═══ PASSAGE SHOWN

Agenda item

Community Based Support Service for People with Dementia and their Families

(To receive a report by Karley Beck, Senior Commercial and Procurement Officer, which invites the Committee to consider a report on the re-commissioning of the Dementia Community Support Service which is due to be considered by the Executive Councillor between 15 – 29 April 2019)


The Committee received a report which invited members to consider the a report on the re-commissioning of a community based Dementia Support Service, which was due to be considered by the Executive Councillor between 15 – 29 April 2019.


Members were advised that the Council currently commissioned a dementia Family Support Service, which was provided by the Alzheimer's Society and the contract was due to end on 30 September 2019.  It was reported that the aim of the service was to offer support and guidance for people with dementia to live at home independently for longer and to ensure that people were better enabled to live well with dementia through provision of meaningful support and services, in turn preventing crises, unscheduled hospital admissions and premature transition in long term residential care.  The current service provided support to only those people who had a diagnosis of dementia.  The service also provided support and guidance to family and carers of people with dementia so that they could support the person with dementia to continue in their caring role and maintain their own health and wellbeing.

══════

◆ WHAT THIS EXERCISE ASKS:
1. In the report on the dementia support service, which organization provided the dementia Family Support Service that the Council currently commissioned?
2. From the report on the dementia support service, copy word for word the part that opens with the words "Community Based Support" and closes with "29 April 2019.".
The items that come after this text are not needed for the work here.

═══ DATASET EXCERPTS

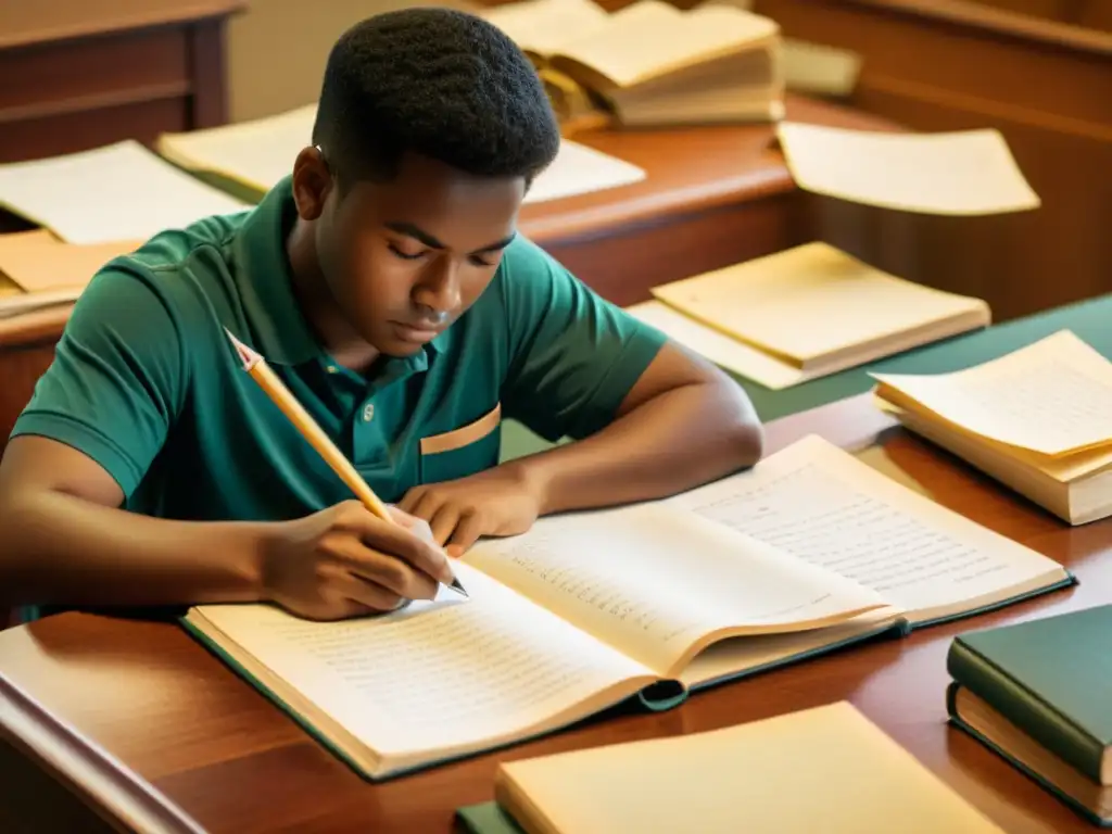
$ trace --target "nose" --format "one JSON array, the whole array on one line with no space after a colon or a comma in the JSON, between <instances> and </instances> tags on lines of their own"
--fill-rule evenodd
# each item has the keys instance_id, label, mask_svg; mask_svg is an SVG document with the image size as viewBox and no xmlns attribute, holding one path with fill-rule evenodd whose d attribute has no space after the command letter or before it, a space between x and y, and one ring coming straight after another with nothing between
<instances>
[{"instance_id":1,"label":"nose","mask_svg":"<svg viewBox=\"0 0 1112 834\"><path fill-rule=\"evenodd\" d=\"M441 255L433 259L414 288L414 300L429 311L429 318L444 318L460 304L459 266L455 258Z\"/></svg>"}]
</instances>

══════
═══ DATASET EXCERPTS

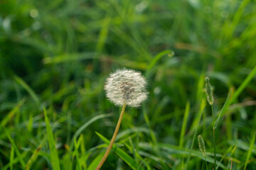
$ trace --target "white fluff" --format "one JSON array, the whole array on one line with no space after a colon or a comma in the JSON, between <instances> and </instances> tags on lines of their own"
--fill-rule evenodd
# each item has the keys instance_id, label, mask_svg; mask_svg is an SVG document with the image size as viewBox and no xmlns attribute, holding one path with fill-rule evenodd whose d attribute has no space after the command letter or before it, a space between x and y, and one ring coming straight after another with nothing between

══════
═══ DATASET EXCERPTS

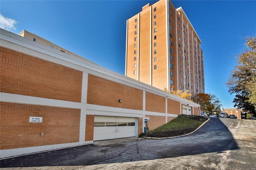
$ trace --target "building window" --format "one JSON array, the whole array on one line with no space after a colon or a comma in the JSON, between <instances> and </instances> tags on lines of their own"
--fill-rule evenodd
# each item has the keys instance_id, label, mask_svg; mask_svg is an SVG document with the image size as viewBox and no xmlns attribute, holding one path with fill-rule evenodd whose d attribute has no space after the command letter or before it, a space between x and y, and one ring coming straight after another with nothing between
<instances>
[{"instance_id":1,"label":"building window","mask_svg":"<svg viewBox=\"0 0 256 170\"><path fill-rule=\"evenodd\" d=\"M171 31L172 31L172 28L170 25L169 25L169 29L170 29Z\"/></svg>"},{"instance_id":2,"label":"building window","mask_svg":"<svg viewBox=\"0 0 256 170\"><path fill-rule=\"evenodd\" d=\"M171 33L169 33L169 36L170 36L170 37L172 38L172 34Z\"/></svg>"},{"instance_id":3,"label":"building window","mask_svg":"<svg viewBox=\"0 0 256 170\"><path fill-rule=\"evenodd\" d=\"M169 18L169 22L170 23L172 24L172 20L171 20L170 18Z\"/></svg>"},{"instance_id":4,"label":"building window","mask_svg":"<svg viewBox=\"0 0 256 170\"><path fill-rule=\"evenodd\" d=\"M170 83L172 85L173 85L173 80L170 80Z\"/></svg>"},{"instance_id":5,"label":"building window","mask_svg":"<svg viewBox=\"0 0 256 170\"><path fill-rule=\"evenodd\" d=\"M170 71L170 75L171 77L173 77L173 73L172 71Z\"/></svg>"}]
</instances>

══════

◆ PROBLEM SOLUTIONS:
1. The Alzheimer's Society.

2.
Community Based Support Service for People with Dementia and their Families

(To receive a report by Karley Beck, Senior Commercial and Procurement Officer, which invites the Committee to consider a report on the re-commissioning of the Dementia Community Support Service which is due to be considered by the Executive Councillor between 15 – 29 April 2019)


The Committee received a report which invited members to consider the a report on the re-commissioning of a community based Dementia Support Service, which was due to be considered by the Executive Councillor between 15 – 29 April 2019.